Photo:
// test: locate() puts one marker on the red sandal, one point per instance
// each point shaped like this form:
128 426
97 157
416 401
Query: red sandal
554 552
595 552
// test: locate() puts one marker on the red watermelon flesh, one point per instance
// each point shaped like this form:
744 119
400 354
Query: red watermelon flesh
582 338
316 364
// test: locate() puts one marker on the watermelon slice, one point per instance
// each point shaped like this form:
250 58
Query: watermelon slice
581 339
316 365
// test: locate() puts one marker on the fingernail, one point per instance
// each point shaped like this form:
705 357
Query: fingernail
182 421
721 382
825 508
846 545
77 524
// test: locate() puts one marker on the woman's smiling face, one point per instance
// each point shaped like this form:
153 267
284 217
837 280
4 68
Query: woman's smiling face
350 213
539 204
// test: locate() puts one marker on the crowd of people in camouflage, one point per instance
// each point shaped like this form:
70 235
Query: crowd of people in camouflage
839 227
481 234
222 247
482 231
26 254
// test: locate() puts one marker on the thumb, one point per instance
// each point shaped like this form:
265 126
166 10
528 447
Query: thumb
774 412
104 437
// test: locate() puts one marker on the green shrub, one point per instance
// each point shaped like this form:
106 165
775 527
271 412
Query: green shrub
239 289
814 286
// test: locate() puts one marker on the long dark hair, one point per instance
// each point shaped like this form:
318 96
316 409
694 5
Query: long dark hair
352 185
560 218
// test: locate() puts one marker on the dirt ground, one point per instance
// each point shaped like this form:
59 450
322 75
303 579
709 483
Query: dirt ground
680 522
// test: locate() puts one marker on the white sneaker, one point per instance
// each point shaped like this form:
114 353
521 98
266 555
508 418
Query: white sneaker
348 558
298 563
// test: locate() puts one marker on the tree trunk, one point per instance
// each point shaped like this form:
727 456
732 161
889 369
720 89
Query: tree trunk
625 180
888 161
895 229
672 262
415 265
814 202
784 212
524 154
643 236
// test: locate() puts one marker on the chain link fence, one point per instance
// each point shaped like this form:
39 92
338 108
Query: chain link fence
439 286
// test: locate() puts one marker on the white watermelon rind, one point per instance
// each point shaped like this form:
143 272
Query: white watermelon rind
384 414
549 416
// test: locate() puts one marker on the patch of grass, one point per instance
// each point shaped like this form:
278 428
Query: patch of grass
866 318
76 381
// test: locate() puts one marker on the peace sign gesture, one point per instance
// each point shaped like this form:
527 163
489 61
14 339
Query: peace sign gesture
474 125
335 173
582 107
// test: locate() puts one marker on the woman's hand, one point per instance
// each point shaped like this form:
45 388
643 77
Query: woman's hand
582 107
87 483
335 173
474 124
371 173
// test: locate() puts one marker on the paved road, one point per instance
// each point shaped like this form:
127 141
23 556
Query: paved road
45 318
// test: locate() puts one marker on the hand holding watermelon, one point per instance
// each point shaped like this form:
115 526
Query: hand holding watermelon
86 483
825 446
━━━━━━━━━━━━━━━━━━━━━━━━━━━━━━
All records above need to be set down again exactly as written.

TASK ANSWER -
Photo:
// test: locate() puts one marker on the red sandal, one point per instance
// each point shaped like this form:
128 426
97 157
416 401
Query: red sandal
554 552
595 552
// test: locate() puts one marker on the red watermelon flesh, one point per instance
// each point shaped like this form:
744 119
400 354
Query: red watermelon flesh
582 338
316 364
// test: locate() puts one marker on the watermelon slice, one point per instance
// each point shaped like this form:
250 58
Query: watermelon slice
581 339
316 365
// test: locate() puts one marker on the fingernail, one point per instance
// each point shaped like this form:
705 357
Query: fingernail
182 421
721 382
825 508
846 545
77 524
// test: locate() puts one marker on the woman's smiling face, one point per instance
// each point shaped like this form:
153 267
284 217
837 280
4 68
Query: woman's smiling face
350 213
539 204
// test: locate() puts one marker on the crowd of people in camouflage, one point per instance
// each point shaped like this form:
70 235
Query: crowd of people in camouflage
839 227
481 234
222 247
482 231
26 254
// test: locate() puts one marker on the thumb, one point per instance
// each point shaped like this form:
265 126
166 10
528 447
Query: thumb
774 412
104 437
// test: locate() puts one marker on the green shrub, one point per instance
// each point shaped like this form:
106 165
775 527
271 412
Query: green shrub
239 289
814 286
// test: locate() puts one marker on the long dark hair, one point per instance
// each point shaped like this form:
318 96
316 409
694 5
Query: long dark hair
352 185
560 218
// test: locate() puts one marker on the dirt ground, one point per instance
// each point shaped like this form:
59 450
322 75
303 579
709 483
Query: dirt ground
680 522
// test: locate() puts one marker on the white sneaker, one point per instance
// each point shaped like this form:
114 353
521 98
266 555
508 418
Query: white sneaker
348 558
298 563
// test: locate() puts one marker on the tree trunk, one point per instance
// each point shaped like this form:
727 456
732 161
889 369
720 89
Query: tree trunk
625 180
888 161
895 229
672 262
415 265
814 202
784 212
524 154
643 236
// test: locate() puts one marker on the chain link fence, one point per instance
// each point shaped like this form:
39 92
338 108
Query: chain link fence
439 286
// test: locate() puts one marker on the white watermelon rind, one point per instance
// each point shaped like this form:
143 272
Query: white watermelon rind
384 414
549 416
// test: locate() puts one marker on the patch of grass, one point per instance
// each point shaped like this form:
278 428
Query: patch of grass
866 318
76 381
// test: locate() puts one marker on the peace sign gesture, one point per instance
// each point shaped like this form:
527 163
489 61
14 339
Query: peace sign gesture
474 125
335 173
582 107
// test: locate() puts one marker on the woman's hand, one point per instance
// each point shaped like this form:
45 388
643 77
Query: woman's hand
582 107
87 483
335 173
474 124
371 173
// test: locate() puts one marker on the paved road, one point per instance
// each point shaped like this form:
127 141
23 556
Query: paved road
45 318
// test: locate() puts one marker on the hand holding watermelon, one point per instance
// each point shaped like this form:
115 526
Query: hand holding watermelon
86 483
825 446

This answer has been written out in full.